**TASK TO COMPLETE:** Copy out the items verbatim, starting at the line with "Guideline: mark the telecommunications" and ending with the line with "[[133, 448]]", both lines included.

━━━ DATASET ROWS ━━━

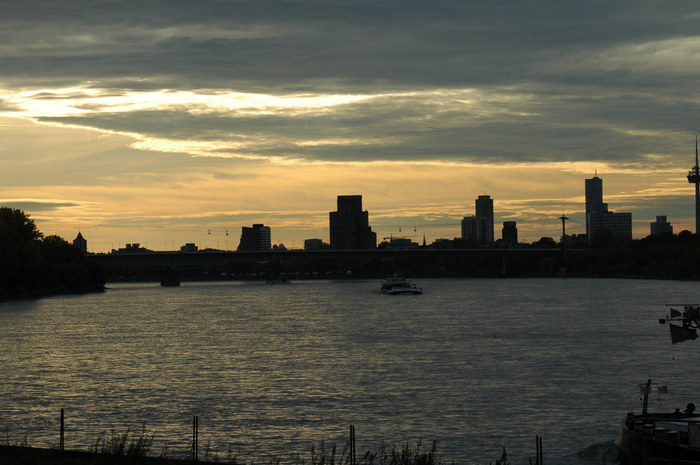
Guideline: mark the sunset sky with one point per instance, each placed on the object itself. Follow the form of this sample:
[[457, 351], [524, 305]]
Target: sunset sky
[[166, 122]]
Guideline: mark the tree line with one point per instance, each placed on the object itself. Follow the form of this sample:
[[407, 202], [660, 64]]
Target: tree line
[[33, 265]]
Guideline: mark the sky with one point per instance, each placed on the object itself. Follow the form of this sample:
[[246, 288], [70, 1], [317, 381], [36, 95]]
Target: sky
[[167, 122]]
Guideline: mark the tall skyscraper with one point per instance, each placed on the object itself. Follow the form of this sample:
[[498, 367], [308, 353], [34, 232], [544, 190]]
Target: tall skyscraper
[[598, 218], [694, 178], [255, 238], [479, 227], [484, 219], [594, 199], [660, 226], [80, 243], [349, 225], [509, 233], [469, 228]]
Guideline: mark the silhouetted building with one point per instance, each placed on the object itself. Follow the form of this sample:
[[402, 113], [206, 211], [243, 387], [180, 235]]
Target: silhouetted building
[[132, 248], [189, 247], [80, 243], [599, 218], [349, 225], [314, 244], [660, 226], [509, 233], [619, 224], [469, 228], [255, 238], [484, 219], [694, 178], [594, 198], [479, 228]]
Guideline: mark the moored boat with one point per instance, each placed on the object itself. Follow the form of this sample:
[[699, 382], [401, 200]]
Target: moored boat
[[671, 438], [665, 438]]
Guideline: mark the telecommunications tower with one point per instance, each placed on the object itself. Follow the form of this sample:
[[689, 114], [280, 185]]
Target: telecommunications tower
[[694, 178]]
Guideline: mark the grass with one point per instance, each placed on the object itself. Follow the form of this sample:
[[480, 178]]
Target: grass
[[133, 448]]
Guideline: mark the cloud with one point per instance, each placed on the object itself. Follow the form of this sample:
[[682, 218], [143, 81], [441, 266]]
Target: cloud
[[198, 113]]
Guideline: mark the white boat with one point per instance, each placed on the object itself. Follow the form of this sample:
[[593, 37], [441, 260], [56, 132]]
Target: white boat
[[396, 285]]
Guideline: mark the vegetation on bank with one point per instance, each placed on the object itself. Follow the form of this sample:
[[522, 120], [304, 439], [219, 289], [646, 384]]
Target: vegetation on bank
[[34, 265], [126, 449]]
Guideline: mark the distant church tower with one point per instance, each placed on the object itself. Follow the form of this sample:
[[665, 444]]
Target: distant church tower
[[694, 178], [80, 243]]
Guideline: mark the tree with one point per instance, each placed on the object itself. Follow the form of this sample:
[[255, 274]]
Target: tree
[[31, 265]]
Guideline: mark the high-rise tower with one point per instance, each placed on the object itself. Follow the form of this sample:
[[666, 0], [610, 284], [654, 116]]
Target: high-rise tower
[[349, 225], [694, 178]]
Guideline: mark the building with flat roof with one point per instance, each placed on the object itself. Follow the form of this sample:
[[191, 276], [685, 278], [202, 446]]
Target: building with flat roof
[[349, 225], [255, 238], [660, 226], [599, 218], [509, 233], [80, 243]]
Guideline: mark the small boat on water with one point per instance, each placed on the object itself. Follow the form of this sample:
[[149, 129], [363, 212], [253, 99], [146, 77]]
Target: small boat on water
[[666, 438], [170, 278], [396, 285], [671, 438]]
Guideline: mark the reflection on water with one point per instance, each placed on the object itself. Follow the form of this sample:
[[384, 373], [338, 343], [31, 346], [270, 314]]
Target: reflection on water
[[474, 364]]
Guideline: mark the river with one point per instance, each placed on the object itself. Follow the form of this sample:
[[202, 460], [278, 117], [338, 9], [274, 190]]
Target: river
[[474, 364]]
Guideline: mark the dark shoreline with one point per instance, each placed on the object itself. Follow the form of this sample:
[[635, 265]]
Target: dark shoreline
[[20, 455]]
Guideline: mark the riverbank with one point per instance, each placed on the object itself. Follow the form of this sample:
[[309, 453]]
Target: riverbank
[[20, 455]]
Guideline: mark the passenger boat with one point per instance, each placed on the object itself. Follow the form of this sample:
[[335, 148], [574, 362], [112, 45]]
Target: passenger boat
[[670, 438], [396, 285]]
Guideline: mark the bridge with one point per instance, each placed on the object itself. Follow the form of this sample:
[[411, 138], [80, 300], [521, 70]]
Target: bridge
[[375, 263]]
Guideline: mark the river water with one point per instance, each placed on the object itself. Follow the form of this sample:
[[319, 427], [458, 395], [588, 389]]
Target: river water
[[474, 364]]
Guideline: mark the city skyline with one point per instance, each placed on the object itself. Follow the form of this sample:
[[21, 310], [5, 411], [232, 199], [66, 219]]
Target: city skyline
[[165, 124]]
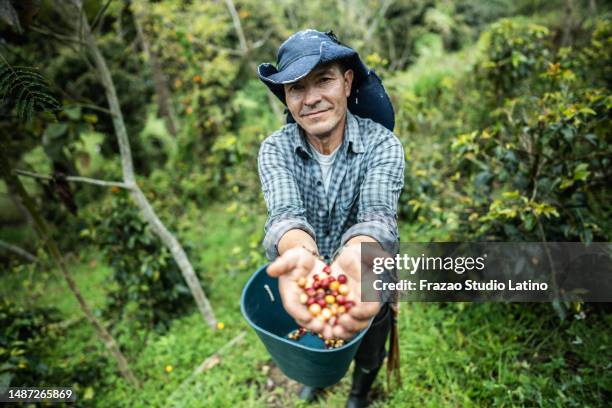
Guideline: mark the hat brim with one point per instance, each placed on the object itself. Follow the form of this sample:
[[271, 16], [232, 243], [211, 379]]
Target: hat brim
[[298, 69]]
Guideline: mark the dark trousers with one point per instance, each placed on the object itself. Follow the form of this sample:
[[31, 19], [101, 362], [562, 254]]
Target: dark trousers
[[371, 351]]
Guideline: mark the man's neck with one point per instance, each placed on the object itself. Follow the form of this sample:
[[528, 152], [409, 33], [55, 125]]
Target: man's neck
[[328, 143]]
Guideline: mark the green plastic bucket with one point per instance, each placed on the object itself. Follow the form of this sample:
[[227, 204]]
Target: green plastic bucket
[[306, 361]]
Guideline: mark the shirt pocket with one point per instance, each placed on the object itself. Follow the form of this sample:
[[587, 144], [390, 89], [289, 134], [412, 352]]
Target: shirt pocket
[[349, 201]]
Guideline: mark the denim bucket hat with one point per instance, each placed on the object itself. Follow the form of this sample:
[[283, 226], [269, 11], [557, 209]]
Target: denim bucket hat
[[305, 50]]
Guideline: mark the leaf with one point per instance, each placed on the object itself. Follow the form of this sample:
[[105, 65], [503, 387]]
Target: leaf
[[9, 15], [73, 112], [581, 172], [25, 90], [55, 130]]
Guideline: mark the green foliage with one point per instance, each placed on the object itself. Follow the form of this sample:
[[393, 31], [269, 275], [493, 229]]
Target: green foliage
[[24, 331], [526, 154], [514, 52], [146, 286]]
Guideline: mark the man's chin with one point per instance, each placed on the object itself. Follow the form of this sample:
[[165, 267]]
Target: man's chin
[[319, 130]]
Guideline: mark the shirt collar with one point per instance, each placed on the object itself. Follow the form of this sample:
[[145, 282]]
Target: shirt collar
[[351, 133]]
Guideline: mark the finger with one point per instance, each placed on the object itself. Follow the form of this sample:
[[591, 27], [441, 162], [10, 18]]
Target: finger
[[316, 325], [352, 325], [303, 323], [340, 332], [364, 310], [328, 331], [297, 310], [282, 264]]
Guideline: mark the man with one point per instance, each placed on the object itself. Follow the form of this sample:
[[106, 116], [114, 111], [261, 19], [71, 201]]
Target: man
[[330, 181]]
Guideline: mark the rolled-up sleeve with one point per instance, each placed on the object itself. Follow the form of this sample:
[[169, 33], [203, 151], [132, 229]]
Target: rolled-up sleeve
[[379, 194], [285, 206]]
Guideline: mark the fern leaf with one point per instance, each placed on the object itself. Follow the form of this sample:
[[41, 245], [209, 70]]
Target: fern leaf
[[26, 90]]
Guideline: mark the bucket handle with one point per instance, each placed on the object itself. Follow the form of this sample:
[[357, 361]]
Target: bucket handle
[[267, 288]]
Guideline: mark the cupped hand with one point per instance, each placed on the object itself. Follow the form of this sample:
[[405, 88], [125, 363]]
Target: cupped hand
[[289, 268], [358, 317]]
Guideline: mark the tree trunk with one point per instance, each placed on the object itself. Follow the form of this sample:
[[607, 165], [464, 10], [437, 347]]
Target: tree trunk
[[129, 178], [159, 79], [43, 232]]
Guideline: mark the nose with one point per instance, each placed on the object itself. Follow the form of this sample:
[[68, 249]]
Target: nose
[[311, 96]]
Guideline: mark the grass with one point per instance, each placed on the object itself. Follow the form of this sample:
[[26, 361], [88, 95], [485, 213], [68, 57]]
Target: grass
[[451, 354]]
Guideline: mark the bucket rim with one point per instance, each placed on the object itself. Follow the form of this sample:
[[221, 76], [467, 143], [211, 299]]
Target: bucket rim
[[287, 341]]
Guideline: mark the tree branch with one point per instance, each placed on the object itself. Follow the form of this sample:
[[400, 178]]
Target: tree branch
[[76, 179], [17, 250]]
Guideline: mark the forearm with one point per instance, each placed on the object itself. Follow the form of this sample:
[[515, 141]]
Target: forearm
[[296, 238]]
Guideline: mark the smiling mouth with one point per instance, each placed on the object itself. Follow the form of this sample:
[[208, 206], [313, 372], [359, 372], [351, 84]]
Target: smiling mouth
[[315, 113]]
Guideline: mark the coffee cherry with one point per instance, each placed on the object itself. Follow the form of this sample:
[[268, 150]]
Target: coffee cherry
[[314, 309]]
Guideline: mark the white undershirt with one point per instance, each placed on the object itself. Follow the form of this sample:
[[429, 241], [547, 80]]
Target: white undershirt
[[326, 162]]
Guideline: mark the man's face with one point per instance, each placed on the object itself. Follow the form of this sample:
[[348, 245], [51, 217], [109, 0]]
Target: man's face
[[318, 102]]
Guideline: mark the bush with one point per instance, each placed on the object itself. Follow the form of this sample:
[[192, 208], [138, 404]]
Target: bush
[[23, 335], [146, 285]]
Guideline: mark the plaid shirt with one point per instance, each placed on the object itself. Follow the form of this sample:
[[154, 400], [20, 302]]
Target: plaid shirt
[[366, 181]]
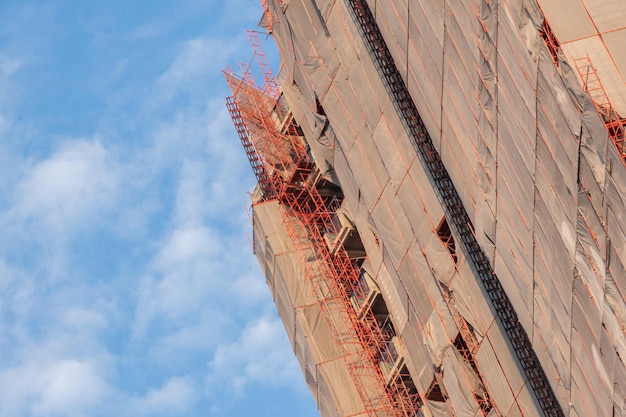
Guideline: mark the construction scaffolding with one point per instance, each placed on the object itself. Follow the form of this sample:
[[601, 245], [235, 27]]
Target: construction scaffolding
[[286, 173], [440, 209], [615, 125]]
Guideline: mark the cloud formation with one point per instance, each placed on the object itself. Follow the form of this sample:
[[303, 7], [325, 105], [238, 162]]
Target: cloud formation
[[127, 285]]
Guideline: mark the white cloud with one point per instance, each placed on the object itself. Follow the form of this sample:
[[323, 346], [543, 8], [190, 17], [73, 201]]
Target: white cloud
[[44, 387], [73, 185], [70, 387], [175, 397], [260, 355], [188, 72]]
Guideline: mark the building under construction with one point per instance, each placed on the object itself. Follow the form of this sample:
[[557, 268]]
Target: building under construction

━━━

**CORRECT RESULT:**
Guideline: mark the telecommunications tower with one point per instance, each placed on the object itself. Follow the form of this sample:
[[689, 114], [280, 185]]
Target: telecommunications tower
[[694, 178]]
Guideline: mark the grass with one point per instance, each placed on the object itself. Follow the form of this sample:
[[480, 178]]
Target: grass
[[133, 448]]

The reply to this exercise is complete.